▸ Passage for review:
---*---

The bill is formerly called the 21st Century Cures Act and passed the US House of Representatives on July 10, 2015. Presently, the legislation is winding its way through the Senate.
Its supporters tout the bill as a patient’s best friend in that it will allow for speedy passage of new “breakthrough” drugs and medical devices. Some 250 organizations have expressed support for the bill and note that it will “advance the discovery and development of treatments, strengthen the patient voice in the regulatory environment, increase funding for the National Institutes of Health and Food and Drug Administration, and greatly improve our innovation ecosystem.”
That sounds nice even though it is nebulous in clearly articulating how this bill will actually help patients. What we do know is this-the bill is designed to streamline and quicken drug and medical device approval processes by submitting evidence of safety and efficacy based on sources other than clinical trials, including case histories which could mean the experiences of individual patients.
Even the head of the FDA has expressed caution concerning the legislation. On May 5, FDA Commissioner Robert Califf also said he has concerns that if the 21st Century Cures legislation “is not carefully crafted it could pose a significant risk” for the agency and patients because it could cause drugs and devices to be approved too quickly.
“Innovative therapies are not helpful to patients” if they don’t work or they cause harm, Califf said at the Food and Drug Law Institute’s Annual Conference.
Proponents of the bill, such as US Senator Lamar Alexander, continue to use the term “breakthrough” as if that smooths over the fact that the legislation weakens existing FDA regulations on drugs and medical devices.
The Senate legislation is now 19 separate bills. A reporter, or Alexander’s constituents for that matter, wouldn’t learn much from his committee’s news release that summarizes those bills in the most glowing terms. It described the “Advancing Breakthrough Medical Devices for Patients Act” as a bill “to help anyone whose health could be improved by a truly breakthrough device—it will focus more of Food and Drug Administration’s (FDA) attention and resources and put more senior people at FDA in charge of the review of these breakthrough devices so that they will move more efficiently through the review process and get to patients more quickly.”

---*---

▸ Given records:
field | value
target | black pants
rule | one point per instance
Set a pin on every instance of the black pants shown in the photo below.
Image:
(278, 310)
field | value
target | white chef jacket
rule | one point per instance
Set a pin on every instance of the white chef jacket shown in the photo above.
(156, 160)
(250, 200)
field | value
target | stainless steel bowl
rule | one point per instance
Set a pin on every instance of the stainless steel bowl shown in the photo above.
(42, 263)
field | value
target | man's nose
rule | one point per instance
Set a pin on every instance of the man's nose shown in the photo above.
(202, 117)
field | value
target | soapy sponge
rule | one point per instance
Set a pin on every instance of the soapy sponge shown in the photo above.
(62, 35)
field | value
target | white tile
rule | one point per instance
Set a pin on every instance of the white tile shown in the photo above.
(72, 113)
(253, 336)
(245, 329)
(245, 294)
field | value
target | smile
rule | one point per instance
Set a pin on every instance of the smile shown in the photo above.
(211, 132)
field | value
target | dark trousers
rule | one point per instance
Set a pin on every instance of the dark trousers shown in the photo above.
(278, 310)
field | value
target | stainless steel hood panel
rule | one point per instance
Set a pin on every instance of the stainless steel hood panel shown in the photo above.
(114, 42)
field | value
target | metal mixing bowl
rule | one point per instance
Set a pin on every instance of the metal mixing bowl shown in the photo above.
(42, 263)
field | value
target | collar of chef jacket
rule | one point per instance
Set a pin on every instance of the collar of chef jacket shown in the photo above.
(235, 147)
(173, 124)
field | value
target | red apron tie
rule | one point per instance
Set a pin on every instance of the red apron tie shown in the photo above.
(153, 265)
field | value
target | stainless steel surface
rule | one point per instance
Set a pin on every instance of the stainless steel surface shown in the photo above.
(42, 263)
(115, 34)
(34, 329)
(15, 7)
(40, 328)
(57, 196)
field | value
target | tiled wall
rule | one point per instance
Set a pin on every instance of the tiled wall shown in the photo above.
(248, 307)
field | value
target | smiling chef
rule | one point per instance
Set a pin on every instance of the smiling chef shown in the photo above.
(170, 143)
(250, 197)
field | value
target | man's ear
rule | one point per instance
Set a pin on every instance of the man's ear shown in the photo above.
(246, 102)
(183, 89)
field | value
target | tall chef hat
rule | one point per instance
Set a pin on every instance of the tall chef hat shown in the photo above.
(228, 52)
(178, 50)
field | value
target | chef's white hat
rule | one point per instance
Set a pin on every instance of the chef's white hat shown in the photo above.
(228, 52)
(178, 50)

---*---

▸ Set of tasks:
1/ According to the passage on the 21st Century Cures Act, which four things do the bill's supporting organizations say it will do?
2/ In the passage on the 21st Century Cures Act, on what date did the bill pass the US House of Representatives?
3/ Carry on the passage about the 21st Century Cures Act, starting after its last sentence.

▸ Task-by-task answers:
1/
- Advance the discovery and development of treatments
- Strengthen the patient voice in the regulatory environment
- Increase funding for the National Institutes of Health and Food and Drug Administration
- Greatly improve our innovation ecosystem

2/ July 10, 2015

3/
Dr. Sanket Dhruva, a Yale cardiologist, unraveled what this actually means in a blog post for The Hill. The bill defines breakthroughs as devices that offer “significant advantages over existing approved or cleared alternatives” or are in the “best interests of patients.” Dhruva argued that those requirements are vague and lack meaningful benchmarks and that “once a device is designated as a breakthrough, the legislation erodes that device’s standards.”
In an interview Dhruva questioned whether a breakthrough pathway is even necessary. “I say ‘no.’ Let the evidence speak for itself. This is more a marketing sales pitch than something that’s truly going to benefit patients.” The FDA already has a process for designating new drugs as “breakthroughs,” and grants more than one-third of requests for the designation. Evidence is also coming in that neither doctors nor patients understand what a breakthrough really means, but that labeling something a breakthrough is powerful stuff and sells a lot of drugs.
Don’t get me wrong, cures are good as are breakthroughs. Yet, calling them such doesn’t make them so. Cures and breakthroughs come about after rigorous clinical trials and scientific evidence, not some Pollyanna public relations campaign designed to help the pharmaceutic and medical device industries sell more products.